▶ **Excerpted records**:
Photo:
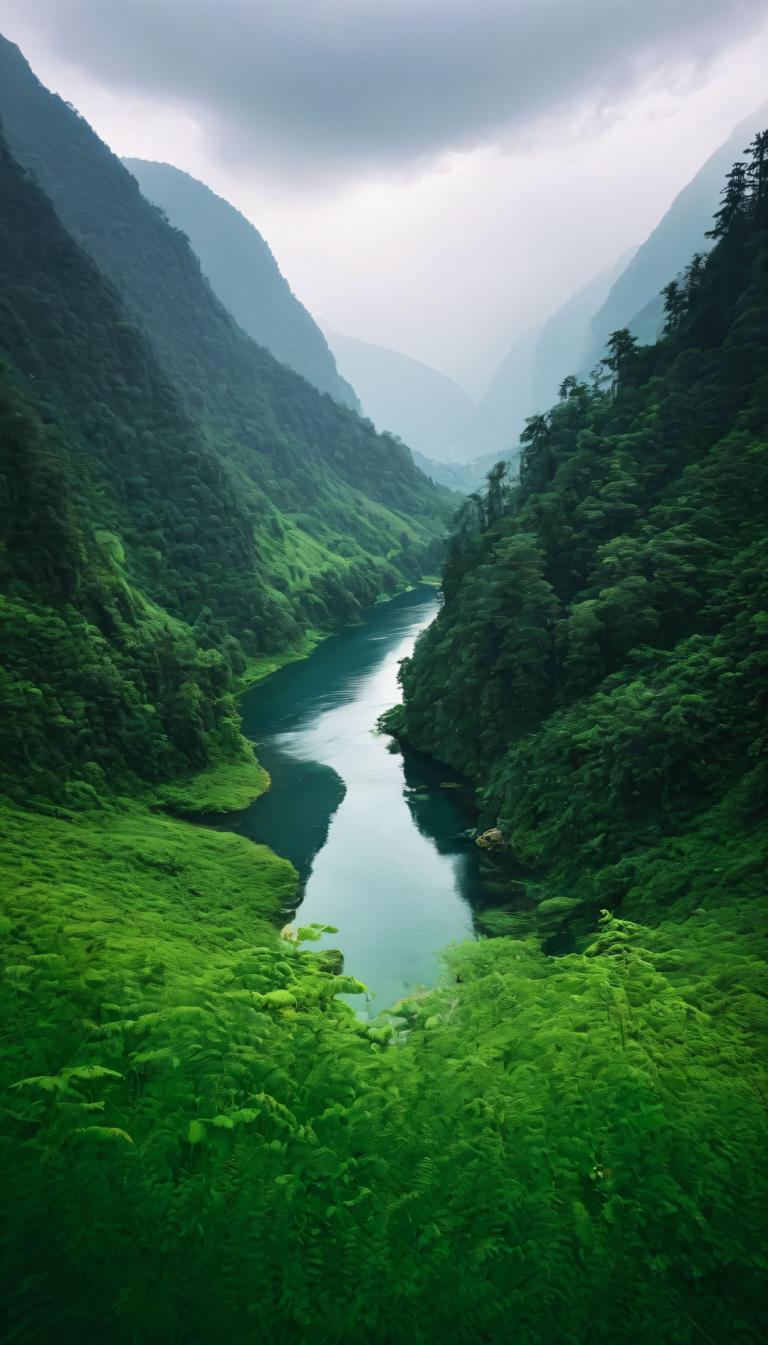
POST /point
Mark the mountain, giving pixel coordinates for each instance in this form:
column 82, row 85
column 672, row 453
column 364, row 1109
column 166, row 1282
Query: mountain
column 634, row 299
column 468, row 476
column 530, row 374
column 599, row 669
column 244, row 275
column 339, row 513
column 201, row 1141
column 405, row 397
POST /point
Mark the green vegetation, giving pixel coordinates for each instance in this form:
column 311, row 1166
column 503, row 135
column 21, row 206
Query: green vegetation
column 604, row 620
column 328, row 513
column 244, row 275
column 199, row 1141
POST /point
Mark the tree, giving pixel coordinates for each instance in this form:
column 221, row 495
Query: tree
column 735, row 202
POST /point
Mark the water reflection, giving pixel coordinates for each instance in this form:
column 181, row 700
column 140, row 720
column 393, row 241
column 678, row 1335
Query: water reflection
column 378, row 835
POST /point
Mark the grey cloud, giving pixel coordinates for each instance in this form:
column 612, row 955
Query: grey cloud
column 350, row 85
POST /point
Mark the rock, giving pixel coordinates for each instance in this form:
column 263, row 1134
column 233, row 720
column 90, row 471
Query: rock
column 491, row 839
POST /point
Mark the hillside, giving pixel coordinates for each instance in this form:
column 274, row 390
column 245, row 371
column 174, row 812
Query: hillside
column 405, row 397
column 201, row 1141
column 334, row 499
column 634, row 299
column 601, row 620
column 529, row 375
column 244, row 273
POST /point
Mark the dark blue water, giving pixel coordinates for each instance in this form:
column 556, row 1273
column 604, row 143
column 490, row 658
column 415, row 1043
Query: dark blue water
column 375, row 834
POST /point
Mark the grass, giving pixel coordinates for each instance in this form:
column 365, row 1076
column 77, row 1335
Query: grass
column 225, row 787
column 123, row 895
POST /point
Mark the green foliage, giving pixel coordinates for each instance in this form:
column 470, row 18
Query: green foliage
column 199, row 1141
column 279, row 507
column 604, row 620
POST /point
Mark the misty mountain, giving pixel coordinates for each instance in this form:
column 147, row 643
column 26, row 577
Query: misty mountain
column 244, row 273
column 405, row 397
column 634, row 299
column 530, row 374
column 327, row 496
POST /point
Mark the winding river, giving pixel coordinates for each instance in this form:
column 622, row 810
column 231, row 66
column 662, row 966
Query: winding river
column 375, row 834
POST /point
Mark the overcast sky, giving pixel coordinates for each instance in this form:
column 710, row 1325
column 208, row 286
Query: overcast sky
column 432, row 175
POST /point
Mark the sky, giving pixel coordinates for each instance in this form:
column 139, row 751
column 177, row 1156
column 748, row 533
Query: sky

▶ **Work required**: Repeat the listing above with "pixel coordinates" swapped for "image coordinates" everywhere it appears, changing nothing else. Leave the pictures out of your answer.

▶ **Exercise solution**:
Photo:
POST /point
Mark the mountain, giving image coordinates for each instance in this form:
column 82, row 85
column 672, row 453
column 364, row 1109
column 166, row 1282
Query: mountain
column 634, row 299
column 468, row 476
column 530, row 374
column 599, row 669
column 244, row 275
column 339, row 513
column 201, row 1141
column 405, row 397
POST /point
Mark the green vegetation, giving image coordinates for each instance in this form:
column 311, row 1166
column 503, row 135
column 21, row 206
Query: green vegetation
column 604, row 620
column 328, row 513
column 244, row 275
column 199, row 1141
POST /point
Mark the tree, giving image coordinates for each instance in this form:
column 221, row 495
Query: tree
column 735, row 202
POST /point
Mark the water reflection, giving image coordinates for each instance in this form:
column 181, row 700
column 140, row 720
column 393, row 241
column 678, row 1335
Query: water reflection
column 378, row 835
POST /point
Mark the grey cloud, giving image coordinates for each instance in this form:
column 612, row 955
Query: grey cloud
column 350, row 85
POST /point
Mark the rock, giving image coordinates for each instance in this form:
column 263, row 1134
column 233, row 720
column 90, row 471
Query: rock
column 491, row 839
POST /point
Mark the hillside, giving image coordinates for each instance in this form:
column 274, row 390
column 245, row 371
column 174, row 812
Query: hillside
column 405, row 397
column 201, row 1141
column 334, row 499
column 634, row 299
column 601, row 620
column 529, row 375
column 244, row 273
POST /point
Mark the dark blue water, giving image coordinates for each instance in this form:
column 556, row 1273
column 604, row 143
column 490, row 658
column 415, row 1043
Query: dark blue water
column 375, row 834
POST /point
Mark the grass, giving image coordinates for each instance in this form:
column 365, row 1076
column 77, row 1335
Query: grass
column 225, row 787
column 123, row 895
POST /point
Mark the green foliage, giving image coordinates for each instance in this form:
column 470, row 18
Query: green foliage
column 199, row 1141
column 279, row 507
column 604, row 620
POST /point
Mark the misty mountain, giving image coordinates for each instance in this form:
column 147, row 643
column 26, row 577
Query: misty mountain
column 244, row 273
column 405, row 397
column 634, row 299
column 530, row 374
column 327, row 496
POST /point
Mark the winding river, giving image coordinates for each instance in this form:
column 622, row 810
column 231, row 66
column 662, row 966
Query: winding river
column 375, row 834
POST /point
Mark the overcast sky, giving image coordinates for each instance in this form:
column 710, row 1325
column 208, row 286
Query: overcast sky
column 432, row 175
POST /point
Mark the sky, giving image coordinates for each instance in this form:
column 139, row 751
column 177, row 1156
column 748, row 533
Query: sky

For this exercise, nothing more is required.